Exercise ::
Arrange the records in the stretch from the line containing "Isolate the upper cabinet." through the line containing "[611,124,640,139]" as a two-column CSV with the headers "prompt" and "boxes", one row per record. Put each record's text and its answer in a single quoted field, and replace line breaks with spaces.

[Records of labeled boxes]

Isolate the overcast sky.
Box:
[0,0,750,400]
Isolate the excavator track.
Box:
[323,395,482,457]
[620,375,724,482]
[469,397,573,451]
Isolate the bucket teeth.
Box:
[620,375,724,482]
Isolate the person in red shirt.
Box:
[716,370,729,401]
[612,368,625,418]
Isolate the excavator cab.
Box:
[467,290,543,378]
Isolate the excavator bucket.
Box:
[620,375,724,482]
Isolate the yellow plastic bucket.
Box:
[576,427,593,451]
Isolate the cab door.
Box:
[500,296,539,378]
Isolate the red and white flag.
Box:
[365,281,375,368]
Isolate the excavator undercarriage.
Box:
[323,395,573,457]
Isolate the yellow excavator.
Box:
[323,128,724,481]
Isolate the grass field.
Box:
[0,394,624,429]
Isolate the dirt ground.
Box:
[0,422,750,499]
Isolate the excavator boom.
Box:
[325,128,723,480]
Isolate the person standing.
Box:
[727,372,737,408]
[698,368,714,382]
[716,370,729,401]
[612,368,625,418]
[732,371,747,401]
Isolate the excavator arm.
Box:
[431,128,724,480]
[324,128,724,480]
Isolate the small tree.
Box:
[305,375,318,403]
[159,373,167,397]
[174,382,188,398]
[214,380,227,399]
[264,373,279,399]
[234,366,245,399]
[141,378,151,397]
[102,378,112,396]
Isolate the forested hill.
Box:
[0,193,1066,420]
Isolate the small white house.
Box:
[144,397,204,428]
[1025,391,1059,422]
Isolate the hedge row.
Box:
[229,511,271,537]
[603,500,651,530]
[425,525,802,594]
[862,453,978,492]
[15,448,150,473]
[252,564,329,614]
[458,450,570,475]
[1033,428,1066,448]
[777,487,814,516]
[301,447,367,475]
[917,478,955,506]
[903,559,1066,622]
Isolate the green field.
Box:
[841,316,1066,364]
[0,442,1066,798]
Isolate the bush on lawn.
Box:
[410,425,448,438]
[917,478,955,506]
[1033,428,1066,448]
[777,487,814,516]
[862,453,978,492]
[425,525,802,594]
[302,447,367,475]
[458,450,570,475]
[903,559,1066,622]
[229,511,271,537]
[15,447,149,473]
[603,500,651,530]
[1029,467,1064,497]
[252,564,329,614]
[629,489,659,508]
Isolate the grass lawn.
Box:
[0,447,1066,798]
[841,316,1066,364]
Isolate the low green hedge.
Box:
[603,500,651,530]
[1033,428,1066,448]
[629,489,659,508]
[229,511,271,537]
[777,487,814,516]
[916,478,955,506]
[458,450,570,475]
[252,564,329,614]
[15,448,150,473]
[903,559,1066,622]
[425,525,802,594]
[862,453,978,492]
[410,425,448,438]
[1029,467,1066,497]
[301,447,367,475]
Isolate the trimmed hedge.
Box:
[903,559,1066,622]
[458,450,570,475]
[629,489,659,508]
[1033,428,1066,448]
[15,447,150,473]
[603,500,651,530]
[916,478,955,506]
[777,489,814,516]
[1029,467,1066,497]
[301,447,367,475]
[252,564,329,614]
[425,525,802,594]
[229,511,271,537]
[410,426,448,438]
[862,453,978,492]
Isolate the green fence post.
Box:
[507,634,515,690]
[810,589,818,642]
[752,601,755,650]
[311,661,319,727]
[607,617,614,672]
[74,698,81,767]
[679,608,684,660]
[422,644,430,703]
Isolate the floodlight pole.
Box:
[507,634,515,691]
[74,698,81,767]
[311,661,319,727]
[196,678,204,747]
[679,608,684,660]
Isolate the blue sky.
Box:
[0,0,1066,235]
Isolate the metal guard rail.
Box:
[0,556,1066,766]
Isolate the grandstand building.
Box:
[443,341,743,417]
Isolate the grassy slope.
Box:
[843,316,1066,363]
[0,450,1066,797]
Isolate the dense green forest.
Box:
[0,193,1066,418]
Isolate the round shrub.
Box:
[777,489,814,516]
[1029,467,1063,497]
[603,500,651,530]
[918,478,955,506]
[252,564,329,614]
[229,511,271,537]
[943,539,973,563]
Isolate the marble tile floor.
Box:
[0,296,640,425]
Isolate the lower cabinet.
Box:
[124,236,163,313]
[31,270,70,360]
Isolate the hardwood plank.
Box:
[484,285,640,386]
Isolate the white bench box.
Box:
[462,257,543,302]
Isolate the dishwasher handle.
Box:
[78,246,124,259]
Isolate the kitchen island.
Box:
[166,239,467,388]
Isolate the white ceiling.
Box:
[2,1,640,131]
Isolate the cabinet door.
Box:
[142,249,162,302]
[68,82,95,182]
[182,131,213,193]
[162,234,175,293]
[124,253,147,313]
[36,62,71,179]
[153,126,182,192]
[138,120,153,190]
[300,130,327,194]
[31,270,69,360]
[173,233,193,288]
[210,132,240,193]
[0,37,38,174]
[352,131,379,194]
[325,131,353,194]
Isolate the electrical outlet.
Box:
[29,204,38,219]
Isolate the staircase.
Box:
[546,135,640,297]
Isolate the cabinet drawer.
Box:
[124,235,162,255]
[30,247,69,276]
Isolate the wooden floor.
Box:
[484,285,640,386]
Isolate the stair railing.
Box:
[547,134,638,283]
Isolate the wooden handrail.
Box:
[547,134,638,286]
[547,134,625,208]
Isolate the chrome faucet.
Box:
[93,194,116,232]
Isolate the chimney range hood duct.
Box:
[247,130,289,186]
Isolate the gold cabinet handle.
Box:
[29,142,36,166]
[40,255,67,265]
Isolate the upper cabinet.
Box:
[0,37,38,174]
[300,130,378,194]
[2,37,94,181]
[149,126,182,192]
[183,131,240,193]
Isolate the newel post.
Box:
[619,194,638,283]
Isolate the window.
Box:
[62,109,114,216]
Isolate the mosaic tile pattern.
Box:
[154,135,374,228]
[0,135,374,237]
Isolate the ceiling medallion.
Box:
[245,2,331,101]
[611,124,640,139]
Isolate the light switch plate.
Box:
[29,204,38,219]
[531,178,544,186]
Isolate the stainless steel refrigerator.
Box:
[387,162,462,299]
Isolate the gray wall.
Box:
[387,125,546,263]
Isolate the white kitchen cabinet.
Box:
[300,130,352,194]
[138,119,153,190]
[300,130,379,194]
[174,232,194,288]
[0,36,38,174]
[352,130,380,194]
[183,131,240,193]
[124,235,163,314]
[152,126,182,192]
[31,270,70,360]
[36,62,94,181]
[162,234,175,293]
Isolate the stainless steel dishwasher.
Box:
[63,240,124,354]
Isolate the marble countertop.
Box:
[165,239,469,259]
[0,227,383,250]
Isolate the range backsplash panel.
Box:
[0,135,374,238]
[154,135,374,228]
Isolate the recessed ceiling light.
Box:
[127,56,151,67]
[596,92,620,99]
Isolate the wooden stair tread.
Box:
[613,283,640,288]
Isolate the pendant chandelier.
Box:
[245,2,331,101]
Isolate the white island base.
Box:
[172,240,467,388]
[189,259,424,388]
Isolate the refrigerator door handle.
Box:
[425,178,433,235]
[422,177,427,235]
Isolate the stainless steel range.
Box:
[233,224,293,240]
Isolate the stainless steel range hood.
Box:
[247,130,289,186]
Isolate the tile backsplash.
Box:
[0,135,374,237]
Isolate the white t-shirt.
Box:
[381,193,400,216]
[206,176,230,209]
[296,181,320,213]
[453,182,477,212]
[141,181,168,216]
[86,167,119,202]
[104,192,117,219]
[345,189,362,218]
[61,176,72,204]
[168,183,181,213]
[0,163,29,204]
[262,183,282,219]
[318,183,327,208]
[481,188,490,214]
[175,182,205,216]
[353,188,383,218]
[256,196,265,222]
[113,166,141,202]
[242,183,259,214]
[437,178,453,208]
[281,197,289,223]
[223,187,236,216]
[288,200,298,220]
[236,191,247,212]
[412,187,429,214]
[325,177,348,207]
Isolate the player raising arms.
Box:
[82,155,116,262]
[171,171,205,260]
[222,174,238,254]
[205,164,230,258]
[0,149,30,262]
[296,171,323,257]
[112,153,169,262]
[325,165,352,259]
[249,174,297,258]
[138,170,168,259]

Output for this task ::
prompt,boxes
"Isolate the upper cabinet. Box:","[0,37,38,174] [300,130,378,194] [2,37,94,181] [149,126,182,192] [183,131,240,193]"
"Isolate the newel post. Box:","[619,194,638,283]"
"Isolate the window. Box:","[62,109,114,216]"
"Isolate the mosaic tile pattern. Box:","[154,135,374,228] [0,135,374,237]"
"Isolate the ceiling medallion. Box:","[245,2,331,101] [611,124,640,139]"